[Dataset records]
* Start *

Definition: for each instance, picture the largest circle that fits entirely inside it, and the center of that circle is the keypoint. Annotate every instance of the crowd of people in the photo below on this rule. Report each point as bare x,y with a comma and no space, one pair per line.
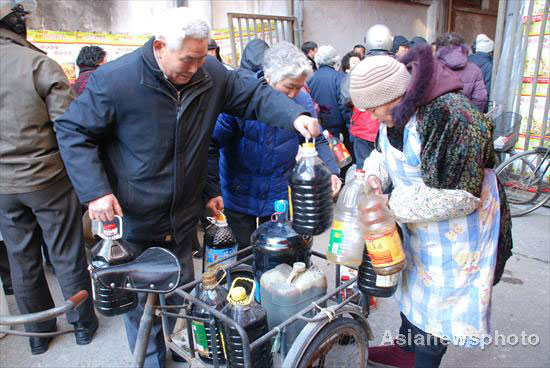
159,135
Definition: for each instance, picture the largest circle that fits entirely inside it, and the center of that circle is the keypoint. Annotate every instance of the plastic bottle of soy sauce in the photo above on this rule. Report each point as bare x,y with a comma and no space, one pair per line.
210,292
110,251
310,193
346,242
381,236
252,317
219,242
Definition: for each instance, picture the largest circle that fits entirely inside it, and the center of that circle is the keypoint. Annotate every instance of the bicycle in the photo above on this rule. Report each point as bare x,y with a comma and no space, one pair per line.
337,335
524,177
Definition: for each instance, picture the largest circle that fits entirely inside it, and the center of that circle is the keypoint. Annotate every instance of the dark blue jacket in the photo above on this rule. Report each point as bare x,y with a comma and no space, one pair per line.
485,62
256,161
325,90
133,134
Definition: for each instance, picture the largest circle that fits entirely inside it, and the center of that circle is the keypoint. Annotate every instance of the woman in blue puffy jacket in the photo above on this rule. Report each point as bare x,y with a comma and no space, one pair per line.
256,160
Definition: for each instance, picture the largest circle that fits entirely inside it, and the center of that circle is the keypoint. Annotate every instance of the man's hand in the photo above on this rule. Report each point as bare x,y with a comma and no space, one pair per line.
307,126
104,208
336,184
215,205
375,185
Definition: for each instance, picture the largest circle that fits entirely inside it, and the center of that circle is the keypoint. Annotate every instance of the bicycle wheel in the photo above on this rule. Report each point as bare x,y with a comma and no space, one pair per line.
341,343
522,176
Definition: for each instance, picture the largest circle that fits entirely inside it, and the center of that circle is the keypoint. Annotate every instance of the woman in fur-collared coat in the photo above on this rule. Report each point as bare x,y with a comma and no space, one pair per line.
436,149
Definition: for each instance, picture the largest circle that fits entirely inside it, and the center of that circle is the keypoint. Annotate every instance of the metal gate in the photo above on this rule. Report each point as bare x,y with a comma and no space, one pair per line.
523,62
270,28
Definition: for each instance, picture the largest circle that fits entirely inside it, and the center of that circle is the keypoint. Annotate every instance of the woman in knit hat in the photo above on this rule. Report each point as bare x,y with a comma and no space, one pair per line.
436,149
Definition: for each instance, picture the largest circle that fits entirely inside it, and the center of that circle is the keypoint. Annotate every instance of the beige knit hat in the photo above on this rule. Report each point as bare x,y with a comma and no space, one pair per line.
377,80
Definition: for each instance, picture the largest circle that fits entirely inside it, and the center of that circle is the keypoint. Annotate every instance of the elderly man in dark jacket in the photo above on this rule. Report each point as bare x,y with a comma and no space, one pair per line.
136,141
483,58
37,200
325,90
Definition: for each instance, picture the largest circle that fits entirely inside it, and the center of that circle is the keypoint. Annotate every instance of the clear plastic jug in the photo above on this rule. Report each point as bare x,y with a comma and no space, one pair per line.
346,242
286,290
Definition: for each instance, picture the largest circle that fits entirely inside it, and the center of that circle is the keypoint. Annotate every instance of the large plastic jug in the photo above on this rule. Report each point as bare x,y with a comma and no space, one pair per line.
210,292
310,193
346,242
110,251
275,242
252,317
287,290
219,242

* End *

■ What the task asks
Write out all the entries again, word for word, and print no images.

■ Exercise answer
Definition: for each instance, picture the largest circle that fits entirely inside it, and the center of that circle is the keypoint. Annotate every instance of the crowd of people in the photo below on this rule. Report each point as bare x,y with a comma and no space, one pair per line.
159,135
Definition: for each instance, picture the largest circle that fits entirely inside it, and the center of that circle is the keypoint. Annotate every instance of the plastic bottle of soy sauce in the photo above on this rule. Report each point as bare x,y with a comma and no space, one pair per line.
210,292
110,251
310,193
346,242
381,236
252,317
219,242
Definition: for each instance, picture the largest circle that fits entirely inside it, and the center of that circle is the keypoint. Annotate every instance of the bicycle in the photo above on this rule. Report each point as bare x,y with a comma and no space, one pair per line.
337,335
524,177
Definition: for each instance, picture the largest circle that fits entirely inside it, and the center of that circle is the keypoint. Annotate every instance of the dark blue jacket in the photo above on this rule. Report each point as bare x,y with a comma and no space, one pair per line.
485,62
256,161
325,90
133,134
Definition: for each instance, picture the largest circle that fits entirely inside it, and the center of that circle is the keypoint. Annotate every instance of the woman in blue puffy jacket in the photo above on this rule. Report each point as bare x,y with a comma and no space, one pair per line.
256,160
Definition: for each instance, picture the largest circle that fits entirely inside it, and the center of that circle is the keypoint. Annotate every instance of the man's hand in the photo above on this rule. Report each point as bare x,y with a comma and no space, one pair per line.
307,126
104,208
336,184
215,205
375,185
Definition: for each instance, picture the largest circle that fits entirely inside it, and the center of that circle is the keypoint. Annotate every instance of the bicycle wheel in the photo above on this rule. Report each point as bare x,y with a comma and no space, one pair per line.
341,343
522,176
Definition: for each instance, picture the largest circle that fits entirely inside it, and the center of that circle is the keypoint. Annotate every instance of the woman in fur-collared coat in the photo above on this rule. Report each point as bare x,y with a comma and no space, one pair per line.
436,149
Definition: for each instance, picture the largest circle that fits entirely inside it, and the center of that circle is the keypoint. Annotate every instance of the metal gate in the photo above on this rule. Report each point as bare x,y with a comma and no space, one pair per line.
523,62
270,28
Definition: for each instance, picture the largest circle that fits entirely inside it, and the center of that circle is the keypoint. Annotate every instance of the woman in knit hat in the photo above on this rule. Report each point as bare x,y with a comma and no space, one pair per line.
436,149
Definition: for each instance, picture the largest circle that fits entirely inside it, and the center of that circle is the keypoint. Annotate every instance of the beige knit hat in the photo above on this rule. Report each point as bare x,y with a comma and no space, one pair per line.
377,80
Definition: for each instance, picture the largest circle that fits entirely inside it, and the center of that circle is the keypoint. Annotate every instance of the elderly man in dark jacket in the photo above on this rule. Report each point as bare x,y with a comma and no space, one pair per line.
136,141
483,58
37,200
325,90
Definition: for each instance, picture the largest circle that fits entirely inside it, and the center of that circle is the keypoint. Annotate every instance of the clear plastic jug in the photo above on this rule. Report each point as bare x,y with a comma and no space, one pair per line.
346,242
286,290
Definition: for each instance, picture the largest circle that fits entirely inside it, and the center of that circle is the keypoint. Annotate every instance of the large plastic jug in the photo above on this rule. Report each point as bare x,y with a comma and no space, one pair per line.
210,292
310,193
346,242
110,251
275,242
252,317
287,290
219,242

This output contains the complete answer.